* [Coordinate annotation records]:
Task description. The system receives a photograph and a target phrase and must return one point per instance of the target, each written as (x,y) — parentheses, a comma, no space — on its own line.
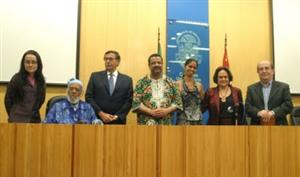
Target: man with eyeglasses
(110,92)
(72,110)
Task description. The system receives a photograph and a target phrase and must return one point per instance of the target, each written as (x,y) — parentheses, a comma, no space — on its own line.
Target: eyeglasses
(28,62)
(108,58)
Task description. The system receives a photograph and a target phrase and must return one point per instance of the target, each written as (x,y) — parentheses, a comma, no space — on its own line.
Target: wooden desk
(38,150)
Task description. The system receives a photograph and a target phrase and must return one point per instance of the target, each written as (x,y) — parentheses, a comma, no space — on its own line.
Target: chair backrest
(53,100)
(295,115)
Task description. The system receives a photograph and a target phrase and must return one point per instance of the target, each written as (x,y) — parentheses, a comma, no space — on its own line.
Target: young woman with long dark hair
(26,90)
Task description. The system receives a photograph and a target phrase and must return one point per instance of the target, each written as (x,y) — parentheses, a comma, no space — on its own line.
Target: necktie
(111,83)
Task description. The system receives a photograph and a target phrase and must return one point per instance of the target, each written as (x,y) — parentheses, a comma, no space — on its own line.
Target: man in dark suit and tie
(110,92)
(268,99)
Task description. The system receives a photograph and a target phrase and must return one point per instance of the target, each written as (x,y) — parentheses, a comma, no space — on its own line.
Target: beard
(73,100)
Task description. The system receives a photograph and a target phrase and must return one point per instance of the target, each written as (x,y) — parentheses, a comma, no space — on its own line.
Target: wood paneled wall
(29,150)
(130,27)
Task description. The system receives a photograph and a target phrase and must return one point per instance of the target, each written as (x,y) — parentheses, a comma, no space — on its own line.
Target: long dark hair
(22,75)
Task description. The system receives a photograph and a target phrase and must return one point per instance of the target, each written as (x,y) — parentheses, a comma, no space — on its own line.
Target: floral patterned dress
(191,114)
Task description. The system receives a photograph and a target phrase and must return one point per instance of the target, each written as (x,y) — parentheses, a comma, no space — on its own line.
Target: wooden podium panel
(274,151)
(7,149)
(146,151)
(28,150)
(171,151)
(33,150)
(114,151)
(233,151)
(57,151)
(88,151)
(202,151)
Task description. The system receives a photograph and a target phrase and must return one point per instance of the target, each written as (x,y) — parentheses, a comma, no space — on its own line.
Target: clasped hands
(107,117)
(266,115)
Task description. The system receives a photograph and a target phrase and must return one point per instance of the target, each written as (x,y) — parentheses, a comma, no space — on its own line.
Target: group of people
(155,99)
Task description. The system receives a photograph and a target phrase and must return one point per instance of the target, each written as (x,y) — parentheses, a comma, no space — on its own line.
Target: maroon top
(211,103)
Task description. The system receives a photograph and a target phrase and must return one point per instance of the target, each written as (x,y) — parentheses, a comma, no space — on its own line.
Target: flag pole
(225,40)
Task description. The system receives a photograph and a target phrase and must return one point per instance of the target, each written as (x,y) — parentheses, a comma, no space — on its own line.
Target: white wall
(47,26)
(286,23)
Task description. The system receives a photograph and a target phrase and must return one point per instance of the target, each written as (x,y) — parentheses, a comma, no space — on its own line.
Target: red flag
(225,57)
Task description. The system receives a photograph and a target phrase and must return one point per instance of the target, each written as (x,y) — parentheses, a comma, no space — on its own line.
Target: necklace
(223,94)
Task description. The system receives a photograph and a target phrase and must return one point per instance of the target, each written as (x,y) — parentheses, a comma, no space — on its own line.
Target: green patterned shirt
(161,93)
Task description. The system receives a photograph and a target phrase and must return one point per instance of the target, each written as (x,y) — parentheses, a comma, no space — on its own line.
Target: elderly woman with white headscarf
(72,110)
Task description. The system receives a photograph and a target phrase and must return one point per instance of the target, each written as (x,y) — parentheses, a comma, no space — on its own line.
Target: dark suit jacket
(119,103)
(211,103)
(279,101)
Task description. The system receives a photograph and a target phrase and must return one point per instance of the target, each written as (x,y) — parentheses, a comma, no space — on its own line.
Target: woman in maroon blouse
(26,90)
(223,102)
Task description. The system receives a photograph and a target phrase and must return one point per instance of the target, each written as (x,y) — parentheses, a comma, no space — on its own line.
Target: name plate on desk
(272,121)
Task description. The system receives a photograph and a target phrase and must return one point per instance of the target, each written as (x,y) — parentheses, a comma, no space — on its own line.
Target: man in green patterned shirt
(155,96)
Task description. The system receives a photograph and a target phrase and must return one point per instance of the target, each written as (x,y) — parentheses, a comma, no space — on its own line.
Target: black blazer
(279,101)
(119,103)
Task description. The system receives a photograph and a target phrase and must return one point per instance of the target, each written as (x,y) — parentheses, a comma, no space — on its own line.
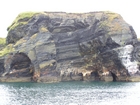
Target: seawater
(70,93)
---
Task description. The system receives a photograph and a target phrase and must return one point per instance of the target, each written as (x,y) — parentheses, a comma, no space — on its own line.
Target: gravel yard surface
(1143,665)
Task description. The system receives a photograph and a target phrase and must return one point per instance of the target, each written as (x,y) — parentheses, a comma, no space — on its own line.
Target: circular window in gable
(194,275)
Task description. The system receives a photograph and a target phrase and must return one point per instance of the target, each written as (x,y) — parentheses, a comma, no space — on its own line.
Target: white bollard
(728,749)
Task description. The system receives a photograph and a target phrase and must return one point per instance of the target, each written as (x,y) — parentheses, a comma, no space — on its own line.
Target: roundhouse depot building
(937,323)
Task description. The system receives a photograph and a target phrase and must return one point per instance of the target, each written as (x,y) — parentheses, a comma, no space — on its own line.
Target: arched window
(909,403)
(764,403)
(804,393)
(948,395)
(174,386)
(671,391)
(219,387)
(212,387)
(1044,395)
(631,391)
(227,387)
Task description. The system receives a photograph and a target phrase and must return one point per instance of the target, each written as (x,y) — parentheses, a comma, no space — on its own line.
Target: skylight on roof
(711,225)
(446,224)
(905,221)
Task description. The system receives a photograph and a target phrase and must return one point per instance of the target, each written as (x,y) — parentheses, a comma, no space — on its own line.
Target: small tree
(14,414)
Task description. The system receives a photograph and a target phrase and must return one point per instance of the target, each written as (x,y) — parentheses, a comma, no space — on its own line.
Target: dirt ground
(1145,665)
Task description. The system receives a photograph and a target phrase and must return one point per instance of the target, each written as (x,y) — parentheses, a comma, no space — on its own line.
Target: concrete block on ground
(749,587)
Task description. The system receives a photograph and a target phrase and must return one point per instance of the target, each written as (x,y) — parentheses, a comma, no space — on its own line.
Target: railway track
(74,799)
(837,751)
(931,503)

* [Aim]: Count the lines in the items above that contain the string "eyeglasses", and reply with the number alone.

* [Complete answer]: 2